**ÉNONCÉ DU PROBLÈME**
Recopiez à l'identique, dans le texte sur les livreurs, le passage qui s'ouvre sur les mots contenant "Leur statut d'indépendant" et se ferme sur "publiée en octobre.".

**SECTION DU TEXTE**
══════════════════════════════

En Ille-et-Vilaine, un lundi de novembre, Cheick est retardé par des travaux. Lorsqu'il arrive enfin chez le client, celui-ci l'accueille par un "Cas soc', rentrez chez vous !". "Ça m'étonne qu'un Noir soit poli et gentil comme ça", lui a-t-on également déjà dit. Ces phrases blessantes, ce Français de 32 ans en entend trop souvent.

Un racisme décomplexé

Ces cas ne sont pas isolés. "A minima une fois par mois, des cas graves de discrimination raciale nous sont signalés", estime Fabian Tosolini, membre du syndicat Union-Indépendants. Selon lui, la grande majorité de ces agressions émanent d'un "racisme décomplexé". Les livreurs concernés sont à 95 % issus de communautés étrangères.

Leur statut d'indépendant les rend également plus vulnérables. "Leur précarité financière aggrave leur situation", analyse Marine Lefèvre, de la fondation FACE. Beaucoup d'entre eux gagnent moins que le Smic horaire, comme l'a révélé une étude de l'Arpe publiée en octobre.

Lire : Les livreurs Uber Eats et Deliveroo veulent être mieux rémunérés

Harcèlement et sexisme en hausse

Outre le racisme, les coursiers doivent aussi faire face à des comportements sexistes, voire du harcèlement sexuel. Khadija, 25 ans, livreuse à Clermont-Ferrand, confie à l'AFP avoir été choquée par des remarques comme "Ce n'est pas un travail pour une femme" ou "Vous ne faites pas bien votre job parce que vous êtes une femme".

══════════════════════════════

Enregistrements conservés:
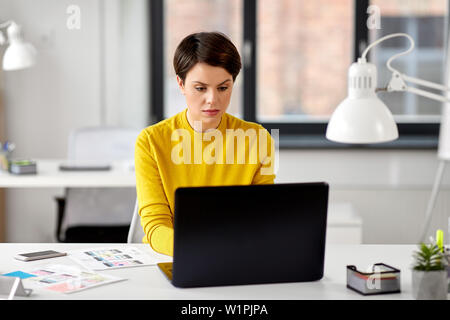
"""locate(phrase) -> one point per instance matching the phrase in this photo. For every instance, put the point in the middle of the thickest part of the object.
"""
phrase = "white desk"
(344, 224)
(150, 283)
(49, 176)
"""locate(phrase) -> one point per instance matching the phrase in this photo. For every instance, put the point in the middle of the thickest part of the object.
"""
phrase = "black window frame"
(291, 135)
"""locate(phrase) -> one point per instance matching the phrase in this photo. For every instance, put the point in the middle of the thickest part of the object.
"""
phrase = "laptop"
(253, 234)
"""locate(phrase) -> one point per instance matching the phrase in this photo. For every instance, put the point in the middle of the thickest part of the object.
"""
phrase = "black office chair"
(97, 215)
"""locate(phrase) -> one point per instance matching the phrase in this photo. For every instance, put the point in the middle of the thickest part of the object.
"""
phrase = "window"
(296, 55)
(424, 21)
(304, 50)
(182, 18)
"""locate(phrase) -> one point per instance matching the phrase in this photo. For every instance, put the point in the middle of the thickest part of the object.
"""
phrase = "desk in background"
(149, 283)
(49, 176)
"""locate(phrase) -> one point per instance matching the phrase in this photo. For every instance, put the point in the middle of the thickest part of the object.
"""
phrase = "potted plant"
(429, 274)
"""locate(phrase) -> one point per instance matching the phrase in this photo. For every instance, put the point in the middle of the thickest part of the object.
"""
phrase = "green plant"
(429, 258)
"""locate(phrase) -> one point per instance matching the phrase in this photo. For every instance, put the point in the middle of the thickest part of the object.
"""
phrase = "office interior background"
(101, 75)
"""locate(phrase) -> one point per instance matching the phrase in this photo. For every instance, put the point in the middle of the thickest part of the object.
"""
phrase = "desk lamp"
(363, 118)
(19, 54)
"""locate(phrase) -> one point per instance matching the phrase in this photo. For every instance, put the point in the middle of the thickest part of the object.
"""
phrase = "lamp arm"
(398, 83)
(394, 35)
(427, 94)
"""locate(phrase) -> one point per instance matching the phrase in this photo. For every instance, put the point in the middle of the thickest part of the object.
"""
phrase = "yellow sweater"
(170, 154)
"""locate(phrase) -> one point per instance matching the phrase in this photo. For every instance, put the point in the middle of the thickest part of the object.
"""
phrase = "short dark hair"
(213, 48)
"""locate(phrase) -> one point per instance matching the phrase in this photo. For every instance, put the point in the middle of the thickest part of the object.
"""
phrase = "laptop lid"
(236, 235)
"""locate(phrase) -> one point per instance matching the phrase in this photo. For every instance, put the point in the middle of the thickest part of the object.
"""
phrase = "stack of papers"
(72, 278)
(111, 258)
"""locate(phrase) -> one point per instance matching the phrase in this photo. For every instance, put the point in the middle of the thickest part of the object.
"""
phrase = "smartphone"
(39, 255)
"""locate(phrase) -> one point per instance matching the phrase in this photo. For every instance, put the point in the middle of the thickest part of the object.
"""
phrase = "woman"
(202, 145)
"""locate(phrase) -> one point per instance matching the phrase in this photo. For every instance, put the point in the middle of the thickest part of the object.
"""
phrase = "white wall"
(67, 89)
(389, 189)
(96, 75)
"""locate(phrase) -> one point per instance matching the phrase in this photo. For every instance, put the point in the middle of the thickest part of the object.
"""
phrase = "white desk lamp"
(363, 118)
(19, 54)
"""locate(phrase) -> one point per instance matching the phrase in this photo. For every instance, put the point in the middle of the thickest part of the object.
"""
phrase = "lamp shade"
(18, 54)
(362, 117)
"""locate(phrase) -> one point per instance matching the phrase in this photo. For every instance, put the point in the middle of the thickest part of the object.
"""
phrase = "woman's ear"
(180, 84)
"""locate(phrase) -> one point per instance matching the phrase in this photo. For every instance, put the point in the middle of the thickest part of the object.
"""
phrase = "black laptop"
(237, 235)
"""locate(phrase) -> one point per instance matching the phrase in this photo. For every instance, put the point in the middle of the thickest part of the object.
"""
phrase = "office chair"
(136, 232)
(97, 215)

══════════════════════════════

**SOLUTION**
Leur statut d'indépendant les rend également plus vulnérables. "Leur précarité financière aggrave leur situation", analyse Marine Lefèvre, de la fondation FACE. Beaucoup d'entre eux gagnent moins que le Smic horaire, comme l'a révélé une étude de l'Arpe publiée en octobre.